Reproduce the listing below verbatim, every line from start to finish, with no alterations.

-- Information shown --
--- START ---
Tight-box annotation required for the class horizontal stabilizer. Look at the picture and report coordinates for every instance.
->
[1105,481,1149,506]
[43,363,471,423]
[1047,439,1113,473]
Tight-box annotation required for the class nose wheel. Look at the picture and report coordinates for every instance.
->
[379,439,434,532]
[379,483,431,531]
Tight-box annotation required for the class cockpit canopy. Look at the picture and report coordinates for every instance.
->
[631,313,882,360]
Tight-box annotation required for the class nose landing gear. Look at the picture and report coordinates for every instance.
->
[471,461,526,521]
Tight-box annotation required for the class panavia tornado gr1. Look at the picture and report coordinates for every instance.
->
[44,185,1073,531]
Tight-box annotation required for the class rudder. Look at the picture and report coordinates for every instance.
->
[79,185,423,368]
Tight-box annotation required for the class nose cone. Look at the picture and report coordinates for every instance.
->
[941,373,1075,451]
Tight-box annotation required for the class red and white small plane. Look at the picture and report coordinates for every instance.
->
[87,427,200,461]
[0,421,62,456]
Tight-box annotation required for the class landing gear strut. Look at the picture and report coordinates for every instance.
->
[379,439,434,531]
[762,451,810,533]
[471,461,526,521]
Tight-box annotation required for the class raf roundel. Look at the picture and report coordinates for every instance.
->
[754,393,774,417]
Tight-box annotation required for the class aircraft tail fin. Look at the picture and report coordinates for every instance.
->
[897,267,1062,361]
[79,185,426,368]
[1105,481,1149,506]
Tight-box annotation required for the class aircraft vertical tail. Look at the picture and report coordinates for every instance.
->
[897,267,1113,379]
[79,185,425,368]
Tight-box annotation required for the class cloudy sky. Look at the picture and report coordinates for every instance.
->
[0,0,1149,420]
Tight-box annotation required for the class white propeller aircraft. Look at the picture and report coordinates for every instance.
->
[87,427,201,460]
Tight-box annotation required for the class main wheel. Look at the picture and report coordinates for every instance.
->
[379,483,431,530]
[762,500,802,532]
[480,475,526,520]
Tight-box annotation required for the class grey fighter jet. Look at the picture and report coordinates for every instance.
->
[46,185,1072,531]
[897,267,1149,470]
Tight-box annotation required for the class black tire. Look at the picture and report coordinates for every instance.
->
--- END ---
-- Finished task --
Tight-box annotation required for the class horizontal stabilizer. Look at the picture and report coordinates for every instance.
->
[1105,481,1149,506]
[43,363,471,423]
[1047,439,1113,473]
Tight-box annotation required for the class nose wheel. Look at the picture and report coordinates for every instance.
->
[379,439,434,532]
[379,483,431,531]
Tight-box annotation required for the class cockpit canopy. Look at the picture and report coordinates for every instance.
->
[631,313,882,360]
Tight-box annotation required for the class nose landing gear. Look at the picture and report coordinates for every instance.
->
[471,461,526,521]
Tight-box annotation required for the class panavia tornado gr1. Look at the picture and report coordinates for every instance.
->
[44,185,1073,531]
Tight-box annotation required for the class rudder. Look at the picture and report coordinates for every instance.
->
[79,185,423,368]
Tight-box annotation required for the class nose cone. Look at the picture and report coordinates for every instance.
->
[941,373,1075,451]
Tight-box annotation required for the class red and white small plane. Look at the picture and report coordinates for every instance.
->
[87,427,200,461]
[0,421,62,456]
Tight-box annotation required for the class landing gear strut. Look at the picture and report coordinates for every instance.
->
[379,439,434,531]
[762,451,810,533]
[471,461,526,521]
Tight-box annotation required for the class raf roundel. Look at the picture and report coordinates for every instance.
->
[754,393,774,417]
Tight-box annotation required for the class aircraft tail fin. Look at the picture and report coordinates for every instance.
->
[897,267,1062,361]
[79,185,426,368]
[1105,481,1149,506]
Tight-box annotation required for the class aircraft vertical tail. Look at the picture and report coordinates for every instance.
->
[897,267,1113,379]
[79,185,425,368]
Tight-box annotation required for the class cloudy sky. Look at the picture and report coordinates for every instance.
->
[0,0,1149,420]
Tight-box annotation required for the class white propeller aircraft. Look at the picture and report coordinates for every instance.
->
[87,427,201,460]
Tight-box annotation required for the class main wheel. Look at the picture and report coordinates for every instance.
->
[379,483,431,530]
[762,500,802,532]
[480,475,526,520]
Tight-box annotation required for the class grey fighter jet. Look at the picture and report coordinates for every instance.
->
[46,185,1072,531]
[897,267,1149,470]
Tight-box annotation required for the class black tire. Look at the picture and report coordinates for every instance.
->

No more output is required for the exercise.